-- START Data for this exercise --

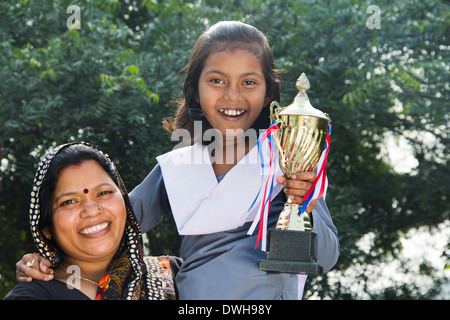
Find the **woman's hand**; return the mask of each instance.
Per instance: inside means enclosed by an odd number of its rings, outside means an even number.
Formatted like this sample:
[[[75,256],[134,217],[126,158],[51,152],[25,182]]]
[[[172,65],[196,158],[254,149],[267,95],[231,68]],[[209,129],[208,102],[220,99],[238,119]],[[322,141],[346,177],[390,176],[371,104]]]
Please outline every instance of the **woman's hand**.
[[[33,279],[50,281],[53,270],[48,259],[37,253],[27,253],[16,263],[16,276],[19,282],[31,282]]]
[[[314,172],[299,172],[292,176],[292,179],[286,179],[281,176],[277,178],[277,182],[282,184],[284,192],[291,199],[292,203],[302,204],[303,197],[312,187],[316,174]],[[306,208],[306,212],[311,216],[311,211],[316,207],[317,200],[313,200]]]

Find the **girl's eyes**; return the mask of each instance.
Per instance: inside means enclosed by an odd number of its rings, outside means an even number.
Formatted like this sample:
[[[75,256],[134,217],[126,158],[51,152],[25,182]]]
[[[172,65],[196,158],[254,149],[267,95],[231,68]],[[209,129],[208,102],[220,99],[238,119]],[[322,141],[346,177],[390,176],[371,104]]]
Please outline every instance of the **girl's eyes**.
[[[214,84],[224,84],[225,83],[221,79],[211,79],[210,82],[214,83]],[[253,81],[253,80],[245,80],[245,81],[242,82],[242,84],[245,85],[245,86],[252,86],[252,85],[255,85],[256,82]]]
[[[256,84],[256,82],[255,82],[255,81],[252,81],[252,80],[246,80],[246,81],[244,81],[244,84],[245,84],[246,86],[251,86],[251,85]]]
[[[223,81],[220,80],[220,79],[211,79],[211,83],[214,83],[214,84],[223,84]]]

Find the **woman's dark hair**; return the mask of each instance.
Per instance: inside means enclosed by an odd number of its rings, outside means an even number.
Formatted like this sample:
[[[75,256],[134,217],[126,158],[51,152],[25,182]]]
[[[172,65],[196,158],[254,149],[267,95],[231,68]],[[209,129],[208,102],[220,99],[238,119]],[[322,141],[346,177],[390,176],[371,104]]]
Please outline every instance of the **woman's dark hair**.
[[[84,144],[73,144],[64,147],[52,159],[47,173],[42,180],[39,192],[39,203],[41,206],[41,217],[39,219],[40,230],[52,224],[51,198],[55,191],[56,183],[58,182],[59,173],[68,166],[79,165],[86,160],[97,161],[114,183],[119,186],[119,177],[114,164],[102,152]]]
[[[271,100],[280,100],[278,71],[275,69],[272,51],[266,36],[251,25],[239,21],[222,21],[213,25],[197,39],[189,63],[182,70],[187,70],[182,98],[178,103],[175,117],[163,123],[169,132],[176,129],[187,129],[193,138],[194,121],[196,120],[202,121],[203,133],[211,128],[197,102],[198,81],[205,61],[211,54],[237,49],[251,52],[261,58],[267,95]],[[252,128],[259,133],[260,129],[267,129],[269,125],[269,108],[265,106]]]

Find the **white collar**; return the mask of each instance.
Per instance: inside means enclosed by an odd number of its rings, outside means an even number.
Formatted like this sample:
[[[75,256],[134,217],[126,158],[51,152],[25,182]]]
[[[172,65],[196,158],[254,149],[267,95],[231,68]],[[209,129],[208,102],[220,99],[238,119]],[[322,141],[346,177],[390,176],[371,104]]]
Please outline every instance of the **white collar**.
[[[267,144],[263,144],[262,151],[266,163]],[[181,235],[232,230],[252,221],[260,209],[262,193],[254,202],[263,181],[258,147],[252,148],[220,183],[214,174],[208,149],[202,144],[168,152],[157,160]],[[278,162],[275,165],[277,178],[282,172]],[[281,189],[282,185],[275,183],[272,198]]]

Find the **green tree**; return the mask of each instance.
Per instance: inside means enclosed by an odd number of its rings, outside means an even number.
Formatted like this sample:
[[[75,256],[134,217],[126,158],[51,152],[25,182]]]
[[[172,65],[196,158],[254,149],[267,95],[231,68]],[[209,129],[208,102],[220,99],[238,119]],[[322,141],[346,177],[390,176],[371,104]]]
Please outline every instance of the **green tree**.
[[[171,149],[161,120],[179,94],[178,72],[197,36],[220,20],[267,34],[283,70],[283,105],[305,72],[312,104],[333,120],[327,203],[341,256],[334,271],[308,281],[306,298],[439,293],[445,279],[427,263],[414,271],[400,261],[404,274],[435,282],[427,293],[395,281],[373,291],[370,282],[374,268],[400,259],[409,230],[432,233],[449,220],[445,1],[377,1],[373,11],[373,3],[357,0],[84,0],[80,29],[69,30],[71,4],[0,3],[0,295],[14,284],[15,262],[34,251],[27,213],[39,158],[59,143],[89,141],[110,154],[129,190],[136,186],[155,156]],[[410,172],[394,170],[389,137],[412,146],[418,165]],[[175,234],[170,219],[156,228],[152,252],[177,254]],[[358,244],[365,238],[368,249]],[[360,272],[361,292],[344,281],[352,270]]]

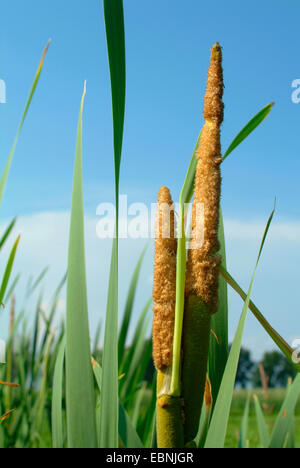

-- END Data for this exercise --

• Given exercise: Tally the lines in the listing above that contain the word "dark", treating uppercase and lowercase as different, and reply with the number only.

• Written answer: 2